#### Extrait de texte ####

Dans une autre étude2, les scientifiques ont découvert que les enfants de six à huit ans sont en mesure de distinguer un extrait musical joyeux ou triste et sont influencés par les facteurs de mode et de tempo comme chez les adultes. À cinq ans, leur jugement émotionnel musical semble dépendre seulement de la vitesse d’exécution et plus jeune, à trois et quatre ans, aucun des deux paramètres ne semble avoir d’effet. Ces résultats confirment donc que le tempo est un paramètre musical plus simple et plus rapide à traiter. De plus, il a été établi qu’un individu était habituellement en mesure d’évaluer l’émotion suggérée par un morceau musical de 500 millisecondes. C’est donc dire que les émotions musicales sont reconnues instantanément, aussi rapidement qu’un signal de danger.

####

## Consigne de travail 1
Relevez tous les âges, exprimés en années, qui figurent dans l'extrait sur les émotions musicales.
## Consigne de travail 2
D'après l'extrait sur les émotions musicales, quelle durée de morceau suffit habituellement à un individu pour évaluer l'émotion suggérée?
## Consigne de travail 3
Poursuivez l'extrait sur les émotions musicales après sa dernière phrase.
La liste placée plus bas n'est d'aucune utilité ici.

#### Matériel source ####

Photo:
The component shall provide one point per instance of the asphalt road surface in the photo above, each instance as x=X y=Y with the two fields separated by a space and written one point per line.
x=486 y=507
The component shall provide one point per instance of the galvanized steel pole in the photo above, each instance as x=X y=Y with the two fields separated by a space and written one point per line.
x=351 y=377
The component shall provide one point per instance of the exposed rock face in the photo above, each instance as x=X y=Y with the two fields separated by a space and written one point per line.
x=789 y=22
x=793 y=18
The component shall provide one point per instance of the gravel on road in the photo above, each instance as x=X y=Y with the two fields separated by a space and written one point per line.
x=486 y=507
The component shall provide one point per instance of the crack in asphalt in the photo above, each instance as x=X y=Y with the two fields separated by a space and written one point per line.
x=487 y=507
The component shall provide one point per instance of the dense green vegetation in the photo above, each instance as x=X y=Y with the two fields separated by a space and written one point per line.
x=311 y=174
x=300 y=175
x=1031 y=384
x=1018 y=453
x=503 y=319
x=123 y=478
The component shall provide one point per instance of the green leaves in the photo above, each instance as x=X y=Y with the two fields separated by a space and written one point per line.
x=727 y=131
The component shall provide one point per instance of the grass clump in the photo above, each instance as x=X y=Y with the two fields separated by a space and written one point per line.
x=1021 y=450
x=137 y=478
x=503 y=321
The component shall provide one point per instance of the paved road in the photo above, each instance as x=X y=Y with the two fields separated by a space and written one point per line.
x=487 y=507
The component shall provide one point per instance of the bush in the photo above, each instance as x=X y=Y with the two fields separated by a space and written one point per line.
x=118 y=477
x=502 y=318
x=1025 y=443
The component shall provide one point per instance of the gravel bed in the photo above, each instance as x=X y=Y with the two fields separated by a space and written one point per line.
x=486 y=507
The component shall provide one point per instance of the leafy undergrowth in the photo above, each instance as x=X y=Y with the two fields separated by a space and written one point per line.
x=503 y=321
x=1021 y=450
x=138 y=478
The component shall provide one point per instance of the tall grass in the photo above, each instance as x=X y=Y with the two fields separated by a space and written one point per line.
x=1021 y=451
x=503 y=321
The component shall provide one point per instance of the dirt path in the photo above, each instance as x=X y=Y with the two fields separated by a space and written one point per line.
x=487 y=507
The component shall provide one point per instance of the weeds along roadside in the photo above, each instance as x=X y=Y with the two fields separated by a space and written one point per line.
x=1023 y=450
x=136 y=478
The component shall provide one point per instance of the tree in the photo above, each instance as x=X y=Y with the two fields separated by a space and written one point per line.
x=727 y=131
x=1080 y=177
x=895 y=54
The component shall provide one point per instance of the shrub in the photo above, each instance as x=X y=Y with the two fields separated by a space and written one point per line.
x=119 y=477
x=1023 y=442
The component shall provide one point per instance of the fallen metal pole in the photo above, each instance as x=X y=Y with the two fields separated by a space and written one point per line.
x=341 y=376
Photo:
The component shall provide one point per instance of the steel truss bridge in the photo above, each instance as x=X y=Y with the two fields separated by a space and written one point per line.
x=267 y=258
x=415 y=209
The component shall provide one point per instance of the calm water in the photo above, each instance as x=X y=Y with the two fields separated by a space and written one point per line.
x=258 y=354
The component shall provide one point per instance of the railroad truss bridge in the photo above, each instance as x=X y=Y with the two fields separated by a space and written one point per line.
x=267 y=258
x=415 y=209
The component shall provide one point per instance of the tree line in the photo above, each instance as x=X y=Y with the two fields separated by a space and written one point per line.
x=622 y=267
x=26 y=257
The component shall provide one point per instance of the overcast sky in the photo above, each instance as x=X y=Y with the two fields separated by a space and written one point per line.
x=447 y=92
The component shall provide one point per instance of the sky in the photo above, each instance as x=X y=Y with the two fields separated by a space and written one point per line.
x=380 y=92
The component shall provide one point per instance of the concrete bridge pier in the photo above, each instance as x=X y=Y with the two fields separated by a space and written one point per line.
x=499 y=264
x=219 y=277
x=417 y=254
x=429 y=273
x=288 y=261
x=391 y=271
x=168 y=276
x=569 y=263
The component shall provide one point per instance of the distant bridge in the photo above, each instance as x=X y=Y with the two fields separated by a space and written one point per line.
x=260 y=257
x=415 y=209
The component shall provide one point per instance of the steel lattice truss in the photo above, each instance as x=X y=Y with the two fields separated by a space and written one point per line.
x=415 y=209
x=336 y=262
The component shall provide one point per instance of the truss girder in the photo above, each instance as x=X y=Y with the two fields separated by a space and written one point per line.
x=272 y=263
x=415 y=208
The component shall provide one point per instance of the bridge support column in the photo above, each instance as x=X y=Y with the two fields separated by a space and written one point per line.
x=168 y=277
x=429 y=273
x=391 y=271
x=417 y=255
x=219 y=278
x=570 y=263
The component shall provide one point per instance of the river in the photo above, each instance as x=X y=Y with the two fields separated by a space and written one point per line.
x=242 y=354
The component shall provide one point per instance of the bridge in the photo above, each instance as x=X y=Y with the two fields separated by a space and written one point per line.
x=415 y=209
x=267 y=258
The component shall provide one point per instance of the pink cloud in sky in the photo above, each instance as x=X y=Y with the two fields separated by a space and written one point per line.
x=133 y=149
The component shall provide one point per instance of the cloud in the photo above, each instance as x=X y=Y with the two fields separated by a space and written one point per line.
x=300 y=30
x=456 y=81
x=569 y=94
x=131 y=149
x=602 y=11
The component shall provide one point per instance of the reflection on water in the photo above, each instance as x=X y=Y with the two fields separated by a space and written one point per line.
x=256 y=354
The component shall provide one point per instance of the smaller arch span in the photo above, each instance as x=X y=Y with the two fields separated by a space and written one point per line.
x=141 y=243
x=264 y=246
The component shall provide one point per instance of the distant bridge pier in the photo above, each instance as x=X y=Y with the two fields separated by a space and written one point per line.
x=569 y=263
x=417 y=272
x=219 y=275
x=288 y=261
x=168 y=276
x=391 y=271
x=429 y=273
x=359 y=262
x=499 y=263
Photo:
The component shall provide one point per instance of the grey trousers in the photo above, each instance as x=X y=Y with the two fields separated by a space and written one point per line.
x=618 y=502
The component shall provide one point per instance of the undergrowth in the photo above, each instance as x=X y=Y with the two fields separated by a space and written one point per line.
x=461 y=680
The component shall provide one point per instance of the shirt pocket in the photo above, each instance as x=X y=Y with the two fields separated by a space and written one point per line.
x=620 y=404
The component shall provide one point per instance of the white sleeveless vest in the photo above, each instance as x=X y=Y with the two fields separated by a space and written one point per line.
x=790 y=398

####

## Corrigé de l'exercice 1
Six, huit, cinq, trois et quatre ans.

## Corrigé de l'exercice 2
Un morceau de 500 millisecondes suffit.

## Corrigé de l'exercice 3
Si vous voulez faire le test vous-mêmes, n’hésitez pas! Voici des extraits musicaux qui devraient vous inspirer… émotionnellement.
- Rhapsody on a Theme of Paganini
- Swan Lake, Tchaikovsky
- Symphony No. 9 - Mov. 2, Wendy Carlos
- La Cumparsita, Rodriguez
- Adagio for Strings, Tiesto
Il y a d’autres belles pièces musicales sur le site Zlab, si vous désirez poursuivre l’expérience!
Une réelle sensation de plaisir!
Nous avons déjà mentionné que la musique consonante était plus agréable à notre oreille. Celle-ci déclenche différentes stimulations dans des zones précises du cerveau, notamment celle associée à la récompense et aux dépendances. Des neuroscientifiques se sont aussi intéressés à la provenance du frisson musical, ce moment de plaisir intense ressenti lors de l’écoute d’un passage d’un morceau musical et accompagné de ce qu’on appelle la chair de poule! Cette expérience serait liée à la libération de dopamine, neurotransmetteurs à l’origine de la sensation de plaisir. Nous pouvons donc en déduire que la musique nous fait plaisir, tout comme la nourriture, la drogue ou le sexe, parce qu’elle active le circuit cérébral de la gratification.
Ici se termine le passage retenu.